>> START

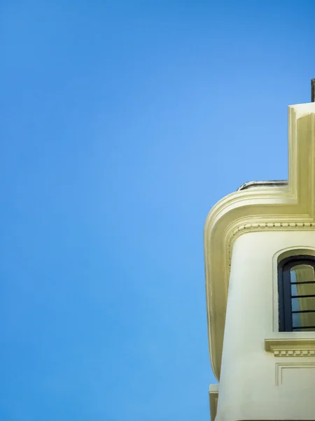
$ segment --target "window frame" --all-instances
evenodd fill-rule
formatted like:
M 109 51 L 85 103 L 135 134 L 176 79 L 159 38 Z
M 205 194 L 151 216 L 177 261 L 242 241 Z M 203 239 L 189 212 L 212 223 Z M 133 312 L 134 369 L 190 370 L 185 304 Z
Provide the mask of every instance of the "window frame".
M 315 326 L 312 326 L 309 329 L 301 329 L 301 330 L 298 330 L 298 329 L 295 330 L 293 326 L 290 269 L 292 267 L 299 265 L 309 265 L 314 268 L 315 272 L 315 256 L 309 255 L 294 255 L 283 259 L 278 265 L 279 332 L 315 331 Z

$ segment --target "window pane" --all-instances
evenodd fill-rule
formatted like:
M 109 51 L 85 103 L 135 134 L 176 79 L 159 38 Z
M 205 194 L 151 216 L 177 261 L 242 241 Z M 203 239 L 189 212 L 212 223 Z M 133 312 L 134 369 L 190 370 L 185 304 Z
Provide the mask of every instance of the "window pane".
M 301 283 L 291 285 L 291 295 L 315 295 L 315 283 Z
M 315 310 L 315 297 L 308 298 L 292 298 L 292 311 Z
M 297 265 L 290 270 L 291 282 L 315 281 L 314 267 L 309 265 Z
M 292 322 L 293 328 L 315 326 L 315 313 L 293 313 Z

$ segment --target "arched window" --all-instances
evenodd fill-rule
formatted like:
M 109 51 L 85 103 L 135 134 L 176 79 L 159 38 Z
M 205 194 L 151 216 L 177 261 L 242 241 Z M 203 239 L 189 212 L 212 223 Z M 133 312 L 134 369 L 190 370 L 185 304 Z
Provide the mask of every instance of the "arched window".
M 279 331 L 315 330 L 315 257 L 284 259 L 278 274 Z

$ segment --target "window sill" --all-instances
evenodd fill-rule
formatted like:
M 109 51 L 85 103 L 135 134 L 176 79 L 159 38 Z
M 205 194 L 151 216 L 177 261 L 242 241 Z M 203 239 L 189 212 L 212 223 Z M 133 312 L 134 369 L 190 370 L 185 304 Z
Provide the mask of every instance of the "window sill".
M 265 339 L 265 350 L 274 356 L 315 356 L 315 338 Z

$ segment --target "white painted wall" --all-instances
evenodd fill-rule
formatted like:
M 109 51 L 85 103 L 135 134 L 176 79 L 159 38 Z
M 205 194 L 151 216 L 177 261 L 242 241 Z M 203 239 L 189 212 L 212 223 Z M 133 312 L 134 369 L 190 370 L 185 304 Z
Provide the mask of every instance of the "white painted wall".
M 315 357 L 264 350 L 265 339 L 315 338 L 277 331 L 276 254 L 290 247 L 315 250 L 314 232 L 249 232 L 235 241 L 216 421 L 315 420 Z

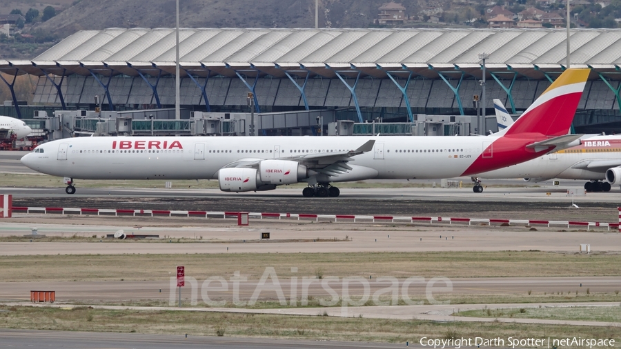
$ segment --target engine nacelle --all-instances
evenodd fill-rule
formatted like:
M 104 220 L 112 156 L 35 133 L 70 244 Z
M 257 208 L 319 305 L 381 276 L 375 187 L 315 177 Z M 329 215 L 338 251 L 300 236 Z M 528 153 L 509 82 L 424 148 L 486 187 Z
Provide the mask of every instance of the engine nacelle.
M 221 168 L 218 183 L 223 192 L 250 192 L 258 189 L 257 177 L 255 168 Z
M 607 170 L 606 181 L 611 186 L 621 185 L 621 168 L 613 167 Z
M 544 182 L 546 181 L 549 181 L 551 178 L 542 178 L 542 177 L 535 177 L 535 178 L 523 178 L 524 181 L 525 182 L 533 182 L 533 183 L 539 183 L 539 182 Z
M 306 166 L 290 160 L 264 160 L 259 163 L 259 179 L 265 184 L 293 184 L 308 178 Z

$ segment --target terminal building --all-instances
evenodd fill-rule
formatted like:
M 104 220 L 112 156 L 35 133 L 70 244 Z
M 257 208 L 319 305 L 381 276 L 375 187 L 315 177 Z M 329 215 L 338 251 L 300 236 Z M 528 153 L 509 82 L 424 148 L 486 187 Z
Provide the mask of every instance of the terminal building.
M 57 137 L 482 134 L 496 130 L 493 99 L 517 117 L 566 68 L 555 29 L 183 28 L 179 41 L 179 120 L 174 28 L 81 30 L 0 61 L 39 77 L 28 106 L 14 97 L 3 114 L 55 118 L 41 127 Z M 570 52 L 571 68 L 592 68 L 575 131 L 621 132 L 621 30 L 572 30 Z

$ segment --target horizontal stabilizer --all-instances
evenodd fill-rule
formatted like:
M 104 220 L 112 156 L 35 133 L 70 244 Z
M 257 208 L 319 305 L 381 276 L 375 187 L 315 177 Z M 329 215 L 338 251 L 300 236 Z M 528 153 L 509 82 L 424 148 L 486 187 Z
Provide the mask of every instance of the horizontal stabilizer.
M 580 138 L 584 134 L 565 134 L 564 136 L 559 136 L 558 137 L 551 138 L 545 141 L 535 142 L 529 144 L 526 148 L 535 149 L 537 151 L 543 150 L 545 148 L 555 147 L 555 150 L 560 150 L 569 147 L 579 146 Z
M 618 166 L 621 166 L 621 159 L 581 161 L 571 166 L 571 168 L 604 173 L 609 168 Z

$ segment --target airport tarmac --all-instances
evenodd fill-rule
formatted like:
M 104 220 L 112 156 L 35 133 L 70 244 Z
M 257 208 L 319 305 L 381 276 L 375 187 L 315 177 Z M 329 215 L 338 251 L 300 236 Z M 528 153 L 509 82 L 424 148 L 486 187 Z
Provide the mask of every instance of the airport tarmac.
M 26 330 L 0 330 L 0 348 L 64 348 L 67 349 L 354 349 L 395 348 L 404 344 L 386 343 L 339 342 L 333 341 L 294 341 L 270 338 L 142 335 L 139 333 L 80 332 Z M 411 343 L 409 346 L 422 348 Z
M 0 154 L 2 170 L 17 173 L 28 173 L 19 162 L 21 154 Z M 5 166 L 5 165 L 7 165 Z M 26 170 L 24 170 L 26 168 Z M 26 172 L 21 172 L 26 171 Z M 259 193 L 225 193 L 217 190 L 186 189 L 97 189 L 81 188 L 78 194 L 68 196 L 63 188 L 0 188 L 0 192 L 12 194 L 14 206 L 48 206 L 97 208 L 198 210 L 214 211 L 278 212 L 315 214 L 394 215 L 469 218 L 500 218 L 510 219 L 575 220 L 615 223 L 618 221 L 619 191 L 613 188 L 611 192 L 584 195 L 582 181 L 562 181 L 560 186 L 549 184 L 525 183 L 516 179 L 484 182 L 490 186 L 481 194 L 475 194 L 469 186 L 469 179 L 464 181 L 463 188 L 342 188 L 339 198 L 303 198 L 299 188 L 282 188 Z M 431 183 L 431 181 L 424 182 Z M 440 183 L 440 181 L 436 181 Z M 174 183 L 174 181 L 173 181 Z M 174 185 L 174 184 L 173 184 Z M 575 208 L 572 204 L 580 208 Z M 402 224 L 352 223 L 310 223 L 251 220 L 249 227 L 236 226 L 234 220 L 186 217 L 115 217 L 75 215 L 42 215 L 15 213 L 14 218 L 0 222 L 0 237 L 30 234 L 32 228 L 37 228 L 39 234 L 48 236 L 101 237 L 124 230 L 126 233 L 156 234 L 171 238 L 188 240 L 202 237 L 205 242 L 135 243 L 129 241 L 107 242 L 11 242 L 3 243 L 0 255 L 75 255 L 126 253 L 286 253 L 286 252 L 416 252 L 416 251 L 499 251 L 529 250 L 553 251 L 560 253 L 575 253 L 580 244 L 589 243 L 597 253 L 619 253 L 620 234 L 616 231 L 600 229 L 596 232 L 573 227 L 536 227 L 530 230 L 524 226 L 488 227 L 467 226 L 463 224 Z M 140 227 L 139 229 L 137 227 Z M 271 234 L 270 242 L 260 241 L 261 232 Z M 334 239 L 348 241 L 333 242 L 310 242 L 309 240 Z M 304 239 L 305 241 L 299 241 Z M 244 242 L 244 240 L 246 241 Z M 217 241 L 217 243 L 214 243 Z M 228 250 L 226 248 L 228 248 Z M 201 280 L 198 281 L 201 282 Z M 480 294 L 509 294 L 529 290 L 573 289 L 576 284 L 589 285 L 592 292 L 612 292 L 621 285 L 618 276 L 585 277 L 546 278 L 485 278 L 452 280 L 454 292 Z M 46 281 L 47 282 L 47 281 Z M 59 300 L 92 299 L 115 301 L 127 299 L 115 291 L 123 290 L 125 295 L 132 295 L 131 299 L 170 299 L 166 290 L 170 288 L 167 281 L 128 281 L 95 282 L 48 283 L 24 282 L 1 283 L 0 297 L 6 301 L 24 300 L 28 290 L 39 286 L 53 287 L 59 292 Z M 256 280 L 243 286 L 240 292 L 250 295 L 257 287 Z M 375 285 L 377 288 L 381 285 Z M 361 286 L 352 283 L 353 291 Z M 287 283 L 283 283 L 286 294 Z M 338 287 L 336 287 L 338 289 Z M 375 288 L 373 288 L 375 290 Z M 162 293 L 159 290 L 162 290 Z M 413 286 L 413 292 L 422 292 Z M 156 290 L 157 292 L 156 292 Z M 319 286 L 309 288 L 310 295 L 321 295 L 325 290 Z M 545 291 L 544 291 L 545 292 Z M 27 294 L 27 293 L 26 293 Z M 225 298 L 228 294 L 216 295 Z M 266 299 L 273 295 L 266 294 Z M 372 307 L 355 310 L 375 312 Z M 410 317 L 410 310 L 402 307 L 386 309 L 386 316 Z M 291 310 L 293 313 L 299 309 Z M 337 311 L 338 310 L 334 310 Z M 302 310 L 301 310 L 302 311 Z M 316 315 L 315 314 L 311 315 Z M 331 310 L 333 311 L 333 310 Z M 279 313 L 276 311 L 275 313 Z M 280 312 L 282 313 L 282 312 Z M 293 314 L 292 313 L 292 314 Z M 361 312 L 362 313 L 362 312 Z M 366 312 L 365 312 L 366 314 Z M 401 315 L 400 315 L 401 314 Z M 299 314 L 302 315 L 302 314 Z M 337 314 L 335 313 L 335 315 Z M 440 315 L 442 315 L 440 314 Z M 369 313 L 369 317 L 372 315 Z M 445 316 L 445 315 L 443 315 Z M 397 317 L 395 317 L 397 318 Z M 476 320 L 478 321 L 478 320 Z M 490 320 L 488 320 L 490 321 Z M 40 333 L 41 338 L 52 339 L 56 332 Z M 99 338 L 101 343 L 109 343 L 106 334 L 87 334 Z M 23 341 L 17 336 L 0 331 L 0 339 L 13 338 L 17 346 Z M 81 334 L 64 336 L 59 342 L 70 346 L 88 348 L 80 345 Z M 139 336 L 139 335 L 138 335 Z M 36 337 L 36 336 L 35 336 Z M 137 337 L 134 337 L 137 338 Z M 135 348 L 151 348 L 151 335 L 137 340 Z M 167 343 L 166 336 L 161 343 Z M 172 341 L 174 336 L 170 336 Z M 42 339 L 41 343 L 47 339 Z M 121 339 L 121 340 L 125 340 Z M 208 337 L 199 339 L 200 343 L 210 341 Z M 226 339 L 225 339 L 226 341 Z M 277 348 L 273 340 L 241 339 L 241 341 L 213 342 L 210 346 L 218 348 Z M 6 342 L 8 343 L 8 342 Z M 147 344 L 145 344 L 146 343 Z M 242 344 L 239 344 L 242 343 Z M 282 342 L 280 342 L 282 343 Z M 307 346 L 308 344 L 308 346 Z M 297 341 L 290 346 L 314 348 L 315 343 Z M 326 348 L 359 348 L 360 343 L 321 343 Z M 90 345 L 90 344 L 89 344 Z M 197 344 L 200 345 L 200 344 Z M 378 348 L 383 344 L 373 343 L 370 347 Z M 119 346 L 123 346 L 119 344 Z M 162 346 L 162 348 L 166 346 Z M 0 345 L 1 347 L 1 345 Z M 18 346 L 19 347 L 19 346 Z M 318 348 L 322 348 L 319 346 Z M 388 346 L 386 348 L 392 346 Z M 193 348 L 190 346 L 189 348 Z

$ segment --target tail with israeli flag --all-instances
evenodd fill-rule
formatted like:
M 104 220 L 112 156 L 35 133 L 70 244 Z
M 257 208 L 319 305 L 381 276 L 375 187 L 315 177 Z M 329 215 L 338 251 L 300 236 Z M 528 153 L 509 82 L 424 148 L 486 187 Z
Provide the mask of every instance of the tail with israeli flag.
M 566 69 L 513 125 L 507 128 L 504 135 L 531 133 L 553 137 L 567 134 L 590 72 L 589 68 Z

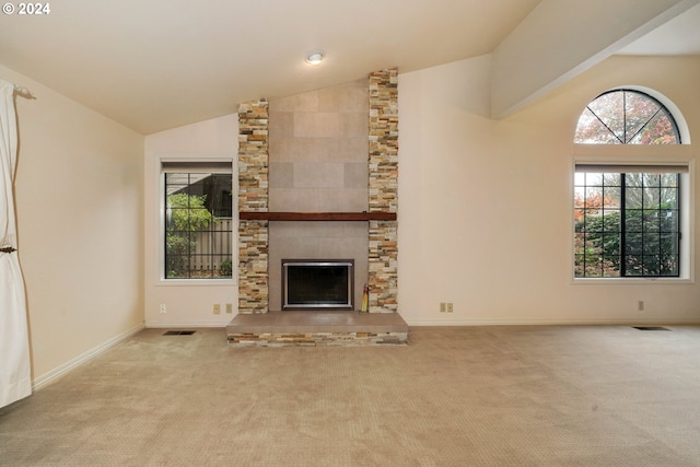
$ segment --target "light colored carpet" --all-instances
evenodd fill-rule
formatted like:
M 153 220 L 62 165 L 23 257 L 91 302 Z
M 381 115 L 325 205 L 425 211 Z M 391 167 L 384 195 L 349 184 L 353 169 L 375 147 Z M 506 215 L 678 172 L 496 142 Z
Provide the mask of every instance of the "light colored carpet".
M 669 329 L 281 349 L 147 329 L 0 409 L 0 465 L 698 466 L 700 327 Z

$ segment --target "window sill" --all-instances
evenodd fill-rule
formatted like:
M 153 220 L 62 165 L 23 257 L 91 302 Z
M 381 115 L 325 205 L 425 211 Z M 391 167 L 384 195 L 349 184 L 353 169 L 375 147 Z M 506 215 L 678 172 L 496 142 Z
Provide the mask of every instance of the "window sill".
M 574 278 L 574 285 L 682 285 L 693 284 L 689 278 Z
M 234 279 L 159 279 L 156 287 L 235 287 Z

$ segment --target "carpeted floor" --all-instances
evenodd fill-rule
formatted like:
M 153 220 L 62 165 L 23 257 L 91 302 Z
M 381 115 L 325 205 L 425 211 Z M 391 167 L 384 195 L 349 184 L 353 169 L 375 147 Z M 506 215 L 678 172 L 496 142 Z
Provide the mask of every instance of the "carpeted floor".
M 147 329 L 0 409 L 0 465 L 699 466 L 700 327 L 668 329 L 281 349 Z

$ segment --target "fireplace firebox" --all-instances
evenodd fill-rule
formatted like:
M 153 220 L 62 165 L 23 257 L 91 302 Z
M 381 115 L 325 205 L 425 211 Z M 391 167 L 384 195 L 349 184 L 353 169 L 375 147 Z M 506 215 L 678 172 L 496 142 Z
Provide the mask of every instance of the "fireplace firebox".
M 282 259 L 282 311 L 353 310 L 354 260 Z

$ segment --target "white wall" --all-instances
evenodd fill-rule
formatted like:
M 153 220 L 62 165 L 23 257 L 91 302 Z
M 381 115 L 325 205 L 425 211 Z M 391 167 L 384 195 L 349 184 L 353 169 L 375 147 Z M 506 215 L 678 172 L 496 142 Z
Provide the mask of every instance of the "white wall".
M 143 137 L 2 66 L 0 77 L 36 96 L 16 97 L 15 201 L 37 382 L 143 326 Z
M 585 105 L 610 87 L 652 87 L 678 105 L 692 135 L 700 58 L 615 57 L 498 121 L 483 117 L 489 73 L 485 56 L 399 75 L 398 302 L 407 323 L 700 322 L 695 282 L 574 284 L 571 221 L 572 140 Z M 692 145 L 658 151 L 698 155 Z M 440 302 L 454 313 L 440 313 Z
M 238 306 L 238 290 L 234 280 L 191 280 L 187 284 L 183 284 L 183 281 L 161 280 L 159 174 L 161 156 L 176 155 L 192 159 L 232 156 L 235 160 L 238 153 L 238 115 L 232 114 L 149 135 L 145 137 L 144 152 L 145 325 L 147 327 L 225 326 L 233 319 Z M 235 178 L 234 174 L 234 183 Z M 234 242 L 235 235 L 234 233 Z M 234 247 L 234 250 L 237 248 Z M 233 260 L 233 270 L 236 271 L 235 255 Z M 233 305 L 232 314 L 226 314 L 228 303 Z M 165 314 L 160 312 L 161 304 L 166 305 Z M 213 314 L 214 304 L 221 306 L 219 315 Z M 225 339 L 225 336 L 222 339 Z

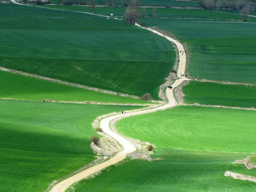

>> END

PROBLEM STATEMENT ::
Please copy everything in the material above from the line containing "terminal building --all-instances" down to the line containing "Provide the mask of every instance of the terminal", both included, reproducing each line without any change.

REPLY ::
$ segment --target terminal building --all-instances
evenodd fill-rule
formatted like:
M 104 220 L 112 156 L 35 133 L 70 244 Z
M 257 208 L 319 305 L 381 276 L 375 187 L 315 177 Z M 329 215 L 338 251 L 300 236 Z M 528 153 L 509 82 L 424 148 L 486 187 Z
Provide the mask of every instance of the terminal building.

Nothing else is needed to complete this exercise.